■ **The request**: Reproduce each of the following items verbatim, keeping every line unchanged and in its original order.

[Stored items from a collection]
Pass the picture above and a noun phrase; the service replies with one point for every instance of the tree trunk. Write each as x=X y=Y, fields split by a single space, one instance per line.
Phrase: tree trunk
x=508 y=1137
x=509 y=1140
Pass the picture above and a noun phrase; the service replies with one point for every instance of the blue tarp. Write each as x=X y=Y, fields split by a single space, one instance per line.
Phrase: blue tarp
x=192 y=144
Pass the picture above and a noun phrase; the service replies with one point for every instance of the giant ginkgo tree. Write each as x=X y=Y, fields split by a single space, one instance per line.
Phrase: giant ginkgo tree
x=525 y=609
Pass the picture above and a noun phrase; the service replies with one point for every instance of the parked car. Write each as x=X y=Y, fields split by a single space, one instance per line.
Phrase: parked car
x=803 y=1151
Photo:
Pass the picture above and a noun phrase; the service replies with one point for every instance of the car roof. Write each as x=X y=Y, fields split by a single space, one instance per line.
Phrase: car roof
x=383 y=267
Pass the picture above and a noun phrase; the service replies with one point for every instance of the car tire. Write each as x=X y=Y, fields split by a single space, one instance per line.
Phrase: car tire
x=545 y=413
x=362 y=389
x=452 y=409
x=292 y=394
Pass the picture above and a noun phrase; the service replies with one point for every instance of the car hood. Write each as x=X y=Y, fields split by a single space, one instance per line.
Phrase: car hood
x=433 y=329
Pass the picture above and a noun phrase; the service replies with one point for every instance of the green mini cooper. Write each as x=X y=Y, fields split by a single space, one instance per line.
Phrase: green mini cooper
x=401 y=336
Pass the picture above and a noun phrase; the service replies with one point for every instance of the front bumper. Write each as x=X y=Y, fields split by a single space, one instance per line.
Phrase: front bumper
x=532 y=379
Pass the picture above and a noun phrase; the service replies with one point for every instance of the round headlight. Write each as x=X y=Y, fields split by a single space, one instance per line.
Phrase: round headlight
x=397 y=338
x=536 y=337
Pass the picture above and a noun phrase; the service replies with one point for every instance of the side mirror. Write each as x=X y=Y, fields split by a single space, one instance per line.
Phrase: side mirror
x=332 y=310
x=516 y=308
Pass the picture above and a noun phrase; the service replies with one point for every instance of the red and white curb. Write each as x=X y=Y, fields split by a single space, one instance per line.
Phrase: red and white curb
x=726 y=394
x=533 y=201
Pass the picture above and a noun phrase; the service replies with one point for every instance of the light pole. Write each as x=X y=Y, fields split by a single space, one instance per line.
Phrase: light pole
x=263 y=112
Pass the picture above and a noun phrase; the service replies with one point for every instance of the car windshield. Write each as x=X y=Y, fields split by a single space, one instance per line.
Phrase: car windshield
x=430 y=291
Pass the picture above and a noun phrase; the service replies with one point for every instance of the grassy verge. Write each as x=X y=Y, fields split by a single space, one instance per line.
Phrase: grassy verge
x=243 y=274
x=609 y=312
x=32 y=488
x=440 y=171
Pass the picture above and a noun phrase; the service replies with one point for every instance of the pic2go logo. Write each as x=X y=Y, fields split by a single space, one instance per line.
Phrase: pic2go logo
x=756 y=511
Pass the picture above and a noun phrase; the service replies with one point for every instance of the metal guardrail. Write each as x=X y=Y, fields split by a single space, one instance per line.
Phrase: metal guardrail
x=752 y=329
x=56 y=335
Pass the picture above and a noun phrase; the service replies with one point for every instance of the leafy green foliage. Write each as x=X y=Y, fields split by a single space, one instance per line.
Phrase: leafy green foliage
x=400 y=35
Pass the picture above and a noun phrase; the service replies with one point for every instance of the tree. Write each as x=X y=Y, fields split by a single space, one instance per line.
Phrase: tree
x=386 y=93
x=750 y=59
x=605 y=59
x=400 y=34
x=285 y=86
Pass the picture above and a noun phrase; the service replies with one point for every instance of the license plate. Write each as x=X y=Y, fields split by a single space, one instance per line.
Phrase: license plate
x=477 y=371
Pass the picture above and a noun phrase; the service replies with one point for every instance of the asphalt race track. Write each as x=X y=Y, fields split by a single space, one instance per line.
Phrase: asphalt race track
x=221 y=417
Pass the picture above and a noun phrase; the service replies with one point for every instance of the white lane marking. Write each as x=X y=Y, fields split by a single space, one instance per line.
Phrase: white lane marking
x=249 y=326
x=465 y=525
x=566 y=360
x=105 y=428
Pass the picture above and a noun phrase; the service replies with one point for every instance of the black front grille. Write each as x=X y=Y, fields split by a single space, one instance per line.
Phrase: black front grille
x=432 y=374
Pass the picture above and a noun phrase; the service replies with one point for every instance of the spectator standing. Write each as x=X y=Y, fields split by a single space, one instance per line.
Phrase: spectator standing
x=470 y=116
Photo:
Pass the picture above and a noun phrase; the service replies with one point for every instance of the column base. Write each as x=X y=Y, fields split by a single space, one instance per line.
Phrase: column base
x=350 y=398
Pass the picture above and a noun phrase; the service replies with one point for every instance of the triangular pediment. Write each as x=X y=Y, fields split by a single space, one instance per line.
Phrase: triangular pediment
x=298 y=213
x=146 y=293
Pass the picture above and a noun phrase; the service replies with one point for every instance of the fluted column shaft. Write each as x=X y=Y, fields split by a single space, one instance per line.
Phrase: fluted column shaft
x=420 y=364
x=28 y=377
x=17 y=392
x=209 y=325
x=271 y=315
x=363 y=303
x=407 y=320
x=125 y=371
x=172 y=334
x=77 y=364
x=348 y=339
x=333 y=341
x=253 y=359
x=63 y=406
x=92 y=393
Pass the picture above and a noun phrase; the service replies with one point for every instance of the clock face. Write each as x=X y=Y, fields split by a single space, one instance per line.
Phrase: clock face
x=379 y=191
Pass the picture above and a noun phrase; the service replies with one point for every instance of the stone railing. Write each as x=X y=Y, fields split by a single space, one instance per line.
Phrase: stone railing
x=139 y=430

■ **Response below**:
Pass the picture above and a noun phrase; the service replies with one point for every instance of the tree trunk. Write each as x=X y=Y, fields split by a single space, one instance per line.
Phrase: tree trunk
x=508 y=1137
x=509 y=1140
Pass the picture above and a noun phrase; the service replies with one point for every instance of the blue tarp. Write each as x=X y=Y, fields split by a single space, one instance per line.
Phrase: blue tarp
x=192 y=144
Pass the picture above and a noun phrase; the service replies with one point for every instance of the giant ginkgo tree. Write each as x=X y=Y, fields split by a single space, one instance per line.
Phrase: giant ginkgo tree
x=525 y=609
Pass the picture above and a noun phrase; the service replies with one point for every instance of the parked car. Write each as x=X y=Y, fields split by a single space, one instance per line.
Phrase: parked car
x=803 y=1151
Photo:
Pass the picture above and a noun phrase; the service replies with one point for every instance of the car roof. Write each as x=X y=Y, fields split by a single space, one instance per line.
Phrase: car roof
x=383 y=267
Pass the picture above and a noun phrase; the service replies with one point for every instance of the car tire. Write each as x=X y=Y, fields split by a single space, one instance per line.
Phrase: car tire
x=545 y=413
x=362 y=389
x=452 y=409
x=292 y=394
Pass the picture above and a noun phrase; the service replies with one point for every instance of the car hood. Write each as x=X y=Y, fields split by a single space, one instance per line.
Phrase: car hood
x=433 y=329
Pass the picture above and a noun phrase; the service replies with one point for every instance of the green mini cooper. Write each as x=X y=Y, fields split by a single space, one instance per line.
Phrase: green mini cooper
x=401 y=336
Pass the picture above and a noun phrase; the service replies with one point for every instance of the front bumper. Write each as x=X y=Y, fields split by a single space, one instance per line.
Phrase: front bumper
x=532 y=379
Pass the picture above and a noun phrase; the service replies with one point for every instance of the round headlight. Write each as x=X y=Y, fields split by a single space, one instance per line.
Phrase: round headlight
x=397 y=338
x=536 y=337
Pass the picture above and a noun phrase; the service replies with one point for every instance of the side mirror. Write each as x=X y=Y, fields split by a single space, one instance per line.
Phrase: side mirror
x=332 y=310
x=516 y=308
Pass the picture above and a noun phrase; the service replies with one point for every instance of the red and white curb. Write each as x=X y=Y, fields split by a single space, one instance per line.
Phrase: red and white curb
x=726 y=394
x=533 y=201
Pass the picture above and a noun phrase; the service replies with one point for every instance of the light pole. Write each as x=X y=Y, fields split by a single space, one instance per line.
Phrase: light pole
x=263 y=112
Pass the picture above and a noun phrase; the service replies with one point for every instance of the car windshield. Write each as x=X y=Y, fields split by a single space, one instance per line.
Phrase: car windshield
x=430 y=291
Pass the picture above and a noun phrase; the service replies with one point for every instance of the grassy verge. Write each as x=X y=Y, fields split by a single space, one instance per line.
Phrase: grassy verge
x=243 y=274
x=609 y=312
x=32 y=488
x=440 y=171
Pass the picture above and a noun phrase; the service replies with one point for every instance of the pic2go logo. Write each as x=X y=Y, fields split by a single space, one instance per line.
Phrase: pic2go logo
x=756 y=511
Pass the picture above and a noun phrase; the service replies with one point for every instance of the metal guardrail. Write each as x=X y=Y, fields split by a single space, one instance per line.
Phrase: metal guardrail
x=752 y=329
x=56 y=335
Pass the picture above and a noun phrase; the service replies with one point for every instance of the leafy green foliage. Write each as x=X y=Y, fields split by a single space, one instance per line.
Phrase: leafy green foliage
x=400 y=35
Pass the picture above and a noun phrase; the service replies with one point for every instance of the tree. Write each as x=X y=Y, fields split by a single space, one instance per line.
Phrase: tree
x=386 y=93
x=750 y=59
x=605 y=59
x=400 y=34
x=285 y=86
Pass the picture above and a noun phrase; the service replies with one point for every instance of the license plate. Write each as x=X y=Y, fields split by a single space, one instance per line.
Phrase: license plate
x=477 y=371
Pass the picture above and a noun phrase; the service replies with one point for every instance of the asphalt race track. Write each as x=X y=Y, fields split by a single space, one instance per line.
Phrase: asphalt race track
x=221 y=417
Pass the picture above and a noun phrase; the service replies with one point for every instance of the white lane marking. Write each as x=X y=Y, fields split by a single space, one instance per line.
Phrase: white lane marking
x=249 y=326
x=465 y=525
x=566 y=360
x=105 y=428
Pass the picture above and a noun phrase; the service replies with one point for every instance of the black front grille. Write each as x=X y=Y, fields split by a single space, one instance per line.
Phrase: black front grille
x=432 y=374
Pass the picture above and a noun phrase; the service replies with one point for every instance of the spectator standing. Write each as x=X y=Y, fields split by a single space, one instance per line.
Phrase: spectator standing
x=470 y=116
Photo:
Pass the picture above and a noun phrase; the service replies with one point for every instance of the column base. Write each as x=X y=Y, fields split by a single space, one instance per line.
Phrase: column base
x=350 y=398
Pass the picture above and a noun phrase; the service replies with one point for every instance of the triangular pediment. Write each as x=X y=Y, fields split by a single space, one instance per line.
Phrase: triangular pediment
x=298 y=213
x=146 y=293
Pass the picture above and a noun phrase; the service replies with one point for every instance of the fluted column shaft. Write each as x=X y=Y, fields split by a single space, one instance per line.
Phrase: fluted column shaft
x=420 y=364
x=28 y=377
x=17 y=392
x=209 y=325
x=271 y=315
x=363 y=303
x=407 y=320
x=125 y=371
x=172 y=334
x=77 y=364
x=348 y=339
x=333 y=341
x=253 y=359
x=63 y=406
x=92 y=393
Pass the picture above and a noun phrase; the service replies with one point for every instance of the clock face. Write each as x=X y=Y, fields split by a single space, one instance per line.
Phrase: clock face
x=379 y=191
Pass the picture above and a noun phrase; the service replies with one point for every instance of the stone railing. Write each as x=X y=Y, fields split by a single space, one instance per line.
Phrase: stone railing
x=139 y=430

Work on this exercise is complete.